*** EXTRACT TO READ Section Begins ***

Miles 737 to 856, 119 miles (2nd Century, first back to back centuries), 1,450 feet of climb, max speed: 28 mph, avg speed 15 mph
At Route-Rap tonight we said goodbye to Jim, the mechanic. He was very good and took the time to teach us about our bicycles, not just fix them. I hope his replacement will be half the mechanic Jim was for us. Jim also rode several of the days with us and was no slouch in the saddle.
The first view of the Great Salt Lake Basin was jaw dropping. The wind was up when we saw it for the first time, and I-80 disappeared on the horizon in a salt storm as the basin seemed to be hovering ten feet above the desert floor. The temperature immediately rose 20 degrees from the elevations we had been riding at. Yet this morning brought new hope. At dawn we started east down the historic path of the Pony Express and the California Trail with a brisk wind from the northwest that pushed on our left shoulders. The temperature was not too hot, not too cold this morning, but oh the sun! It was so bright that none of us could look down the road as the reflection off the salt made a perfect ‘white out’ condition. Only two of the 24 riders actually saw the Welcome to Utah sign because it was too high to look for. Our foreheads were facing the pavement to save our sight for later.

*** EXTRACT TO READ Section Ends ***

- TASK ITEM -
In the cycling log above, how many of the 24 riders actually saw the Welcome to Utah sign?

*** EXTRACTED RECORDS Section Begins ***

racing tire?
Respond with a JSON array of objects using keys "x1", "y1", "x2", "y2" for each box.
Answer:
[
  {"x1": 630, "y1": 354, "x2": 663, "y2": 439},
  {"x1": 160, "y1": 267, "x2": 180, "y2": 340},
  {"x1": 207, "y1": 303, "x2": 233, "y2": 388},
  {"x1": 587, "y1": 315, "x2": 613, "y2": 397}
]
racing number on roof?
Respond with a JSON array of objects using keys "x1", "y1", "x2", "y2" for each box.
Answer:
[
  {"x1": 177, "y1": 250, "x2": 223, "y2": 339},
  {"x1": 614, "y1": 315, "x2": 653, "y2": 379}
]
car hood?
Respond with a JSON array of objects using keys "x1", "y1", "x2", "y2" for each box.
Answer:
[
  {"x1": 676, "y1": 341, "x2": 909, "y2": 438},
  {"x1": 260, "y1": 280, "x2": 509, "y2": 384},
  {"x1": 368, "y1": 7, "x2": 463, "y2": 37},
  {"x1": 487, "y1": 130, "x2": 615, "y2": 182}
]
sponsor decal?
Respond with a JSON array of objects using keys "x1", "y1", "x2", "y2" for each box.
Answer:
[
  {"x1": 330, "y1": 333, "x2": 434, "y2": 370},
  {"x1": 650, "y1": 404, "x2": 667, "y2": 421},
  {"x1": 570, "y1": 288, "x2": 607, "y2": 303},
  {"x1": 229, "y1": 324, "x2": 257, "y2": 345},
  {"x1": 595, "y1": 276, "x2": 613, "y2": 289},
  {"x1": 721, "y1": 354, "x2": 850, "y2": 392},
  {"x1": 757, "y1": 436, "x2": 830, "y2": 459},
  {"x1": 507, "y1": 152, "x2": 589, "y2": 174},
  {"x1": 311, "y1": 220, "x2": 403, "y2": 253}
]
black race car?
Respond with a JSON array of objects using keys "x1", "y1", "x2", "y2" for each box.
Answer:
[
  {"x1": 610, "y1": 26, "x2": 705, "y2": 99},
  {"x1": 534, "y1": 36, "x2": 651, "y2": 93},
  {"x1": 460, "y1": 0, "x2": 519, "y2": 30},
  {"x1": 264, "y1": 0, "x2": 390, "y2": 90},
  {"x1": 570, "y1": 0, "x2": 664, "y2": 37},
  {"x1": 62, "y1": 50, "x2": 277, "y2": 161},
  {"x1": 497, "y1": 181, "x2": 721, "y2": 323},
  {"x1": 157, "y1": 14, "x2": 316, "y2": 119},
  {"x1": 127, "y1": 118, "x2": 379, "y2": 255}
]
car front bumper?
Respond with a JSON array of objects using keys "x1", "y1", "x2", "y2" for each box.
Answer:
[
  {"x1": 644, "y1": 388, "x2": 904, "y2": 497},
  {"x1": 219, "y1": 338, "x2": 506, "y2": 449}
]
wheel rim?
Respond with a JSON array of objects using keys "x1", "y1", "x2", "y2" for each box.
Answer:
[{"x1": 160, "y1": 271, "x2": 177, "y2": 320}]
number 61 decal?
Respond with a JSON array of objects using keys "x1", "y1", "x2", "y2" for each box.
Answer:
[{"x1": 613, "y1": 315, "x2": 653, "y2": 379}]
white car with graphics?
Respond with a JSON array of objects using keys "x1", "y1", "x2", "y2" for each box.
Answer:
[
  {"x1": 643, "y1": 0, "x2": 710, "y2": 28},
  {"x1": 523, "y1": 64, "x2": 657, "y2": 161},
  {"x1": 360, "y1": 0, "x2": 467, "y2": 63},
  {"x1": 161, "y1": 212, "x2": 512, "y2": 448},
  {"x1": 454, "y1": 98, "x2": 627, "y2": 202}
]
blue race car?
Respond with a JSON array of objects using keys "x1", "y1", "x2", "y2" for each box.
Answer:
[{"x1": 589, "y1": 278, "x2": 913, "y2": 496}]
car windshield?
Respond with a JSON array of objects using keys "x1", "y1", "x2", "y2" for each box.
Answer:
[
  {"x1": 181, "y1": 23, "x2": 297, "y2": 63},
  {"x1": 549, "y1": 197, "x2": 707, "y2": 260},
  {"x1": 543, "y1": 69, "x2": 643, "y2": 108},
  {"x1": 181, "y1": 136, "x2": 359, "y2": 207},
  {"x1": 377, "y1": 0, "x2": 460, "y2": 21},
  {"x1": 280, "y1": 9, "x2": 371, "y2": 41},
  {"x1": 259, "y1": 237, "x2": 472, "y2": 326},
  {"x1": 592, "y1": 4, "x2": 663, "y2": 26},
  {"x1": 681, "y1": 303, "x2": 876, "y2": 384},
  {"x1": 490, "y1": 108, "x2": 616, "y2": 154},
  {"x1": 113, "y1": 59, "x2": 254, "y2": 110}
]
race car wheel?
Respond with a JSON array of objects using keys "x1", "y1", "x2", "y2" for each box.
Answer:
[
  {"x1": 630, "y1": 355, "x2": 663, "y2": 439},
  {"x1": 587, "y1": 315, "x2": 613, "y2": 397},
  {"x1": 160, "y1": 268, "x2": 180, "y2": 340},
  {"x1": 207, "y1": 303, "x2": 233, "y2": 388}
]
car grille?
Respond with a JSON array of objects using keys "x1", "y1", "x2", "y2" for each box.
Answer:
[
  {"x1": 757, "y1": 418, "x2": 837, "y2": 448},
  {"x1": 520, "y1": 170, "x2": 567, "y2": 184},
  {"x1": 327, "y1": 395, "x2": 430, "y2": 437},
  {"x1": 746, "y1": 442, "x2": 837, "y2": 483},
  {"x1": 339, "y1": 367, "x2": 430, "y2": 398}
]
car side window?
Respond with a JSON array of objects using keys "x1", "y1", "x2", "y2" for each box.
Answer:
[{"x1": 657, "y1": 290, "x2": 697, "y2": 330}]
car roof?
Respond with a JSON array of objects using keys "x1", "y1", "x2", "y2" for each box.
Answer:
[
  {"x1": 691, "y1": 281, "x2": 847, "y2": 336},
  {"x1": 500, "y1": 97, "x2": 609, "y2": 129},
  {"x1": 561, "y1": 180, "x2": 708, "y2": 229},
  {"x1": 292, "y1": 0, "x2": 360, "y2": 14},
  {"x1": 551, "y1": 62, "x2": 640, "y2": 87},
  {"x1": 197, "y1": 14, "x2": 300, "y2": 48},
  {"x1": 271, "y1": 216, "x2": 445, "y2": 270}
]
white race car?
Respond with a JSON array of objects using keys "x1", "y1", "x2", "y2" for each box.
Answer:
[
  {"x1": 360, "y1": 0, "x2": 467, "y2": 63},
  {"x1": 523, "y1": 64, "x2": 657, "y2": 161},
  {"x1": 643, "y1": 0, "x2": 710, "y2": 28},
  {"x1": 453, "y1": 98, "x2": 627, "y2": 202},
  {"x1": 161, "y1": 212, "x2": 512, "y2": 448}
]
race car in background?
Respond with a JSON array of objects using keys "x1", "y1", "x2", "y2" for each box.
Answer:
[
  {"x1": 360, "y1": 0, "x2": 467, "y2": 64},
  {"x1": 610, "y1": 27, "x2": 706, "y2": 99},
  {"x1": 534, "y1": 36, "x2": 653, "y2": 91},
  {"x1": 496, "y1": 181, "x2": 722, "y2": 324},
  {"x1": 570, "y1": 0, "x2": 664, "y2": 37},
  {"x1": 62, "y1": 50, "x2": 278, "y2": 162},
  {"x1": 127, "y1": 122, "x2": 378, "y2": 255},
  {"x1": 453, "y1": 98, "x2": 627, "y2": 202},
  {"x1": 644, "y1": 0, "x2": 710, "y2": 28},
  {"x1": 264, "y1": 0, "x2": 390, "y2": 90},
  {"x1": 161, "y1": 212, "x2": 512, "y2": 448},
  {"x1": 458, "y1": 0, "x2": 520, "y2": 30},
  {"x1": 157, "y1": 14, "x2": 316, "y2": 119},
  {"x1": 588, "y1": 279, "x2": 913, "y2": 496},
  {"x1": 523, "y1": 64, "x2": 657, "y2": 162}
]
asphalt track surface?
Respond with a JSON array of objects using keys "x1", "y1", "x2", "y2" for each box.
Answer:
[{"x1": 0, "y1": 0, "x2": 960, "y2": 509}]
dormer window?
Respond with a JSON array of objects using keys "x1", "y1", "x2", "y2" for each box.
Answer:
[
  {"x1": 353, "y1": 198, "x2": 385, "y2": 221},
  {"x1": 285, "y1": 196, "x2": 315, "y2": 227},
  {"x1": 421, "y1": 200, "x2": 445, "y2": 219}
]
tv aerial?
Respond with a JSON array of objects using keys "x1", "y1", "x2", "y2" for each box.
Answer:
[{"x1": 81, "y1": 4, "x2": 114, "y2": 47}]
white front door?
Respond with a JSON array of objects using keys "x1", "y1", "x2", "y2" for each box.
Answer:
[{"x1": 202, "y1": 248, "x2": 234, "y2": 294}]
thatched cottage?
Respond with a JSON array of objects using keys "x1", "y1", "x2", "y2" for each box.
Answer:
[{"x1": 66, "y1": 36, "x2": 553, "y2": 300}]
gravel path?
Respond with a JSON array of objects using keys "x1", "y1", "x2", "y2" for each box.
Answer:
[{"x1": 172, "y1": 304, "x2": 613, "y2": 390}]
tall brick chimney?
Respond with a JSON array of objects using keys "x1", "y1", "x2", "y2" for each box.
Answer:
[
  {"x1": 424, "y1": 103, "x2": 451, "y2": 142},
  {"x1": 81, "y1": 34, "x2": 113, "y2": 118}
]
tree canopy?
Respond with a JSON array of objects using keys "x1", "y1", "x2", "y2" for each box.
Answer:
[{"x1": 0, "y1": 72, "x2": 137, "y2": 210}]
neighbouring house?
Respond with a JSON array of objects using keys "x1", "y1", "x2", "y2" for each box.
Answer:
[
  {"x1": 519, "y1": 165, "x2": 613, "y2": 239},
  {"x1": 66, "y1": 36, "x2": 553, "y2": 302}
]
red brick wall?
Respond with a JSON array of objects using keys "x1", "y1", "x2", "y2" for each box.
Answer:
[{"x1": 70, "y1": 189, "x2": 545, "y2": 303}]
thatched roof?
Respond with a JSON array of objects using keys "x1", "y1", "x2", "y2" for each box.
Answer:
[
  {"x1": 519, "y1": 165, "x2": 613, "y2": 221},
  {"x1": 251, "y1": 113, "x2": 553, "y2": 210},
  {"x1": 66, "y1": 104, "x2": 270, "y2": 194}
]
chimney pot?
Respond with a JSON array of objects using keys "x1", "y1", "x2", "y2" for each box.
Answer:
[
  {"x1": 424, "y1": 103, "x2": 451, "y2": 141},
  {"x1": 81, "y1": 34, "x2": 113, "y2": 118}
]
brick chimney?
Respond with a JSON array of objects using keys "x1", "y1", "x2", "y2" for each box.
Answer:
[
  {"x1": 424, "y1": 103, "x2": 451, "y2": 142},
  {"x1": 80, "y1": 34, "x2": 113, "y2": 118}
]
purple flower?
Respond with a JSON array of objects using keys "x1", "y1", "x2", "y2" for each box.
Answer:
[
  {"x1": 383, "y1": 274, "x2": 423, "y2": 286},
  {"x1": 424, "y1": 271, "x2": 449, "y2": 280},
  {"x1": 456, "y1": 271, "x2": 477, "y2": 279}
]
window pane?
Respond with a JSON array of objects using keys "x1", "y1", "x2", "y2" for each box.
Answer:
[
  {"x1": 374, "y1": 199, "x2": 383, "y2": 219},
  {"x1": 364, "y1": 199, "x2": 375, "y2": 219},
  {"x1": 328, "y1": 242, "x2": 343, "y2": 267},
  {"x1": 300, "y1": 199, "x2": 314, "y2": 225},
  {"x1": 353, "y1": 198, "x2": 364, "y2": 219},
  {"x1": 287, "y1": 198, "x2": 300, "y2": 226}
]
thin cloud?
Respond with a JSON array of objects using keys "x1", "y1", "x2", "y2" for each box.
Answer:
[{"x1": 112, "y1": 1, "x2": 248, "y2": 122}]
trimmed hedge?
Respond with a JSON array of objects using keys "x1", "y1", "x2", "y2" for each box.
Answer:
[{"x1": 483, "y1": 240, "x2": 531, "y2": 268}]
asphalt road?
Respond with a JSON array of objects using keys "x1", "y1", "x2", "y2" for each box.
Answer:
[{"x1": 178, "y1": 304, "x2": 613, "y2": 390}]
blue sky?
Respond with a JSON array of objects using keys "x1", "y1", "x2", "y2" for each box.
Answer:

*** EXTRACTED RECORDS Section Ends ***

- WORKED SOLUTION -
Two of the 24 riders saw it.